**Coordinate annotation records:**
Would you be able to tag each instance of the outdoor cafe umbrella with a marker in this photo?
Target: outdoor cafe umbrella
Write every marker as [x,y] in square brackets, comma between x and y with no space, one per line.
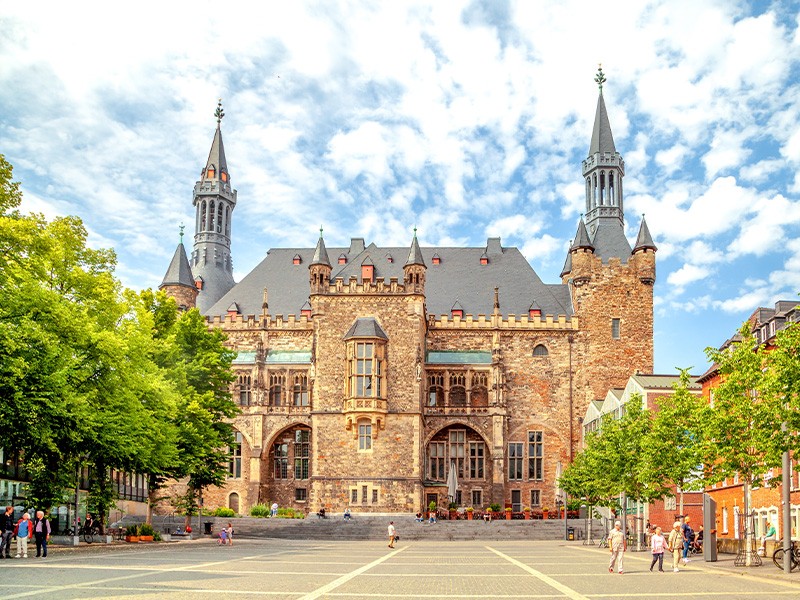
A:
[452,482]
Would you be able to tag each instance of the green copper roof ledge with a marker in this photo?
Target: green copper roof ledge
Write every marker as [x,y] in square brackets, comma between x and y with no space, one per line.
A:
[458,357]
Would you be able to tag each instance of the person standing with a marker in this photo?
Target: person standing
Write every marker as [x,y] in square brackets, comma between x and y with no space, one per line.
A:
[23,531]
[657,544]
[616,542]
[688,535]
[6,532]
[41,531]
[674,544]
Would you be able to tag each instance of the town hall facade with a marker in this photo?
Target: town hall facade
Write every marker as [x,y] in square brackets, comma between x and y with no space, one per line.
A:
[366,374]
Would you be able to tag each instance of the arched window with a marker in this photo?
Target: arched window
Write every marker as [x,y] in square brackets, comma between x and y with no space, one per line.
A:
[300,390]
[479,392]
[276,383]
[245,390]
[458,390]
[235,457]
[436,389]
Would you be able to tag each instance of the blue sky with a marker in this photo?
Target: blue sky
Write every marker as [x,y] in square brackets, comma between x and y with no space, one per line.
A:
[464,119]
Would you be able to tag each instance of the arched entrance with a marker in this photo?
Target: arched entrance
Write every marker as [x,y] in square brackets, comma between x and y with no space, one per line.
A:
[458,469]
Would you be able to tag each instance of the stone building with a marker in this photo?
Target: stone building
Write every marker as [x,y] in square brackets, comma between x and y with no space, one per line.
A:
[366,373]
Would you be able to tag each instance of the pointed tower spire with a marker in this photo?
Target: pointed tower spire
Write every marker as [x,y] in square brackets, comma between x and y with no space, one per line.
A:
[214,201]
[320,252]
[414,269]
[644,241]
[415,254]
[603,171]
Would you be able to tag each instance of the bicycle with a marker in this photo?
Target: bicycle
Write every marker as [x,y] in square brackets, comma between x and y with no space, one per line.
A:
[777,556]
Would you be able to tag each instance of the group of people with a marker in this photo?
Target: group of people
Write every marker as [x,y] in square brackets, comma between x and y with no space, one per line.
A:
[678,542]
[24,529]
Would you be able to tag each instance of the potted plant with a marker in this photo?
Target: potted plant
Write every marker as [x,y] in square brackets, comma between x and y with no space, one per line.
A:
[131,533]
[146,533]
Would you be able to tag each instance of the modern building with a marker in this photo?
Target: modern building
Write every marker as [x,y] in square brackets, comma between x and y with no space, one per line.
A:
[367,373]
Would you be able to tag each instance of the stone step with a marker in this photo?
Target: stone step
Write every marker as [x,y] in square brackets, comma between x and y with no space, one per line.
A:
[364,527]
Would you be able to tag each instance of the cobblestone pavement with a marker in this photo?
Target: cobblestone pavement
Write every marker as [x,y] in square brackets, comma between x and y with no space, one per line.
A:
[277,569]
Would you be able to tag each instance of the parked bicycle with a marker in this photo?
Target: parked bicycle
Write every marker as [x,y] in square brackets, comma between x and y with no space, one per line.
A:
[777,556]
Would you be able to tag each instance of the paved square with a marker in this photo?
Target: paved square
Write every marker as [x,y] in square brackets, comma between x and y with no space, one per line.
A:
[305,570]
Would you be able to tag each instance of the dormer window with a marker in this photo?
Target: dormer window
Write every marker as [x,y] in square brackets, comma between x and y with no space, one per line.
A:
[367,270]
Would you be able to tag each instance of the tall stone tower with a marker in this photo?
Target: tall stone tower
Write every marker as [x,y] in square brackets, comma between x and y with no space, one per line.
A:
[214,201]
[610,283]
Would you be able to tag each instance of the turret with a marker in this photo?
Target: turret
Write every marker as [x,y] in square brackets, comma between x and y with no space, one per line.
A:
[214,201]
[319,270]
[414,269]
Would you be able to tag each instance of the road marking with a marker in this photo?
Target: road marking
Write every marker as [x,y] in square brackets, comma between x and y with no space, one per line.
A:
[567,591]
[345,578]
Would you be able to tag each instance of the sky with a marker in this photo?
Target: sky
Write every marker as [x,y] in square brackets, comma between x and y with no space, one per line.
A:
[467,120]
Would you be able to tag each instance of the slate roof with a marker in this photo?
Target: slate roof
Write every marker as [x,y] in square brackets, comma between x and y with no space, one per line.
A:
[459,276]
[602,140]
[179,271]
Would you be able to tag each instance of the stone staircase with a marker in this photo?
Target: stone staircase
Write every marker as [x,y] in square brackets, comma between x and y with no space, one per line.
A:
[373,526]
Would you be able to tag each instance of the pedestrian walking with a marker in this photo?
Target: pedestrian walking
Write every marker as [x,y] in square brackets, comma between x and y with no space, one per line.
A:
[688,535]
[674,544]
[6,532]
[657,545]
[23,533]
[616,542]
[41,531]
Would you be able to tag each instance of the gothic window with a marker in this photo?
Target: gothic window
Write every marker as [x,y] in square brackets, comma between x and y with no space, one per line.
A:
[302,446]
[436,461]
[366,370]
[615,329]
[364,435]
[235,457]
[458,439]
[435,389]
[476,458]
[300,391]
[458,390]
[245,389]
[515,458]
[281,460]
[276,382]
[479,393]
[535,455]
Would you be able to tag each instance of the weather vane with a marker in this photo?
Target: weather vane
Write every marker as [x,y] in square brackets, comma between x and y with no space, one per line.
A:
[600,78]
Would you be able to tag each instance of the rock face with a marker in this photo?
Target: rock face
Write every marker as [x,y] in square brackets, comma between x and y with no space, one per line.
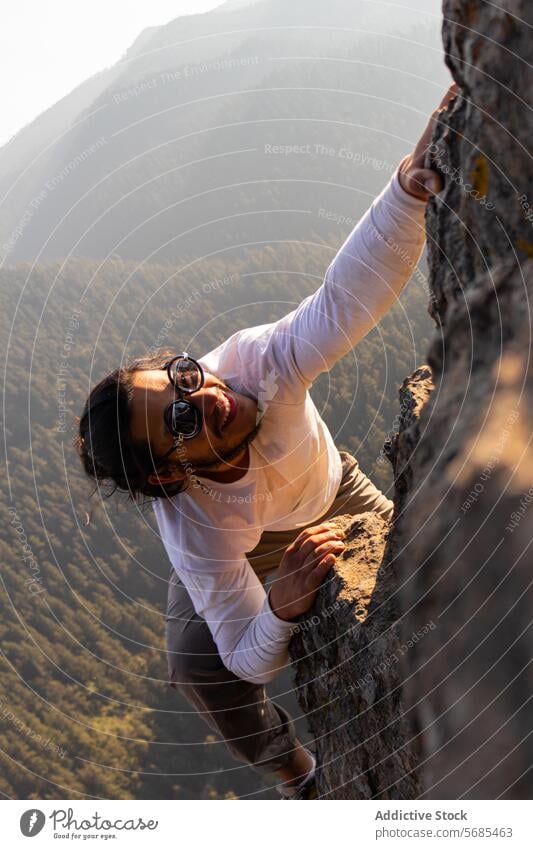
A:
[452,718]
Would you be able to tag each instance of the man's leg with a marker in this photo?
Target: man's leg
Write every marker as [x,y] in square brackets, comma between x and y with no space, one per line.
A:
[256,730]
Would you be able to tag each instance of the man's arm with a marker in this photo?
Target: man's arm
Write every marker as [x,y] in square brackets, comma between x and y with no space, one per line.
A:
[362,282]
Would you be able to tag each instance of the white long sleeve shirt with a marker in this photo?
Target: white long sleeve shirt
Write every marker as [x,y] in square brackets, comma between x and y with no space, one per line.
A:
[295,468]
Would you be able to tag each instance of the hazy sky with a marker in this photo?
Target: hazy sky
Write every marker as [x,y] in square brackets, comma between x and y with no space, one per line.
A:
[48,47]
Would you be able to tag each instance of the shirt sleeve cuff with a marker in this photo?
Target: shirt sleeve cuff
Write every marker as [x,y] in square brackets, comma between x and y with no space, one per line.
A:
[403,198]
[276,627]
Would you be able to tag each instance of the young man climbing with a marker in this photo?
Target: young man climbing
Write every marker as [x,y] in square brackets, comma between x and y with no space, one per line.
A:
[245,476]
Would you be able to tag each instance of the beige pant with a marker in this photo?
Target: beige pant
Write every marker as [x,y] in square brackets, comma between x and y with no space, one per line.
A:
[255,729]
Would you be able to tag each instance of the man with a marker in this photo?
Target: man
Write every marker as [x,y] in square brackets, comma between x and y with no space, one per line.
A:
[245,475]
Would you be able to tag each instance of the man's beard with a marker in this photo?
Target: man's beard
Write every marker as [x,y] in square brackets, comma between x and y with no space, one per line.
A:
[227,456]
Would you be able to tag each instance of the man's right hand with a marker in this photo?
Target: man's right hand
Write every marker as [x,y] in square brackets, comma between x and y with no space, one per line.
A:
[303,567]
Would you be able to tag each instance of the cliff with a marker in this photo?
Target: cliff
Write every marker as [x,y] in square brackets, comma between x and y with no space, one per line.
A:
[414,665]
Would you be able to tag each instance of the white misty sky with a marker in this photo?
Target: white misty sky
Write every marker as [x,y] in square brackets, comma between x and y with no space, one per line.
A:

**Aim:**
With both ends included, please retype exactly the lines from the line containing "Would you be able to tag each instance of the young" to the final line of the data.

**Response to this task:**
Would you be able to tag each instance of the young man climbing with a marker in this photo?
Target: young man climbing
Write every marker as [x,y] in square brackets, comma between x and y with no space, one per line.
A:
[245,476]
Would you be able to tag each instance of the beige pant with a marker in this photo?
Target: beige pant
Write every marker as [x,y] in square brackets, comma between x and y with no space, one per line.
A:
[255,729]
Would you be able to tag each instance of the man with a marker in this photo?
Target: man
Write every marker as [x,y] in square brackets, comma between x and y with no space, one per line.
A:
[245,475]
Would you be able to tag each instance of the man's beard with a marker in this photo?
Target: man's beard
Write every marker as [x,y] in square brackets, comma between x and y with no space, one per line.
A:
[227,456]
Would you be able to tag each instance of the man's right hand with a marker in this photo?
Target: man's right hand
Write every marker as [x,y] in square brackets, comma between x and y with no space, one per line.
A:
[303,567]
Would you be able to tag each instance of the cliff with a marker in this photo?
Target: cliff
Write every marker as [x,y] in square brackets, comma between x and y with no space, one per line.
A:
[414,665]
Would you be able to tag each instance of the white misty sky with a marker in this photo?
Target: white misty sky
Write every marker as [x,y] in square brackets, comma between x and y with no space, one per line.
A:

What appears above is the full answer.